* **閱讀文本**
▬▬▬▬▬▬▬▬▬▬

郜元寶(復旦大學中文系教授、博士生導師):用多種方式來闡釋文學作品是一件很正常的事,出現劉心武「揭秘紅樓」也是很正常的。我認為有三個問題值得考慮:一是我們的強勢媒體中央電視台推出這個節目,它是否還可以有更大的空間做更多、更有意義的文化節目?二是民間大眾需要文化,就很容易讓這種節目乘虛而入;三是當前我們的批評家、書評家們對這件事的關注脫離主題,很少有人去談論名著本身,而只是糾纏於劉心武談問題的方式恰當不恰當。我們知道,《紅樓夢》之所以被當成中國文學作品的正統,應歸功於五四新文化運動。當時錢玄同、魯迅等人對《紅樓夢》的評價並不是很高,只是新文化運動的需要才達成共識把這部作品當作中國的經典名著。毋庸置疑,「紅樓」有待於進一步研究。

▬▬▬▬▬▬▬▬▬▬

* **給定資料**
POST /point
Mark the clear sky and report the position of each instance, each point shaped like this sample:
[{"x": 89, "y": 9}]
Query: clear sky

▬▬▬▬▬▬▬▬▬▬

* **任務要求**
依據文本作答：
1. 郜元寶認為有幾個問題值得考慮？
2. 《紅樓夢》被當成中國文學作品的正統，應歸功於什麼？
3. 文本點名哪兩人當時對《紅樓夢》的評價並不是很高？
上述資料屬於獨立材料，與文本無關。

* **最終答案**
1. 三個。
2. 五四新文化運動。
3. 錢玄同、魯迅。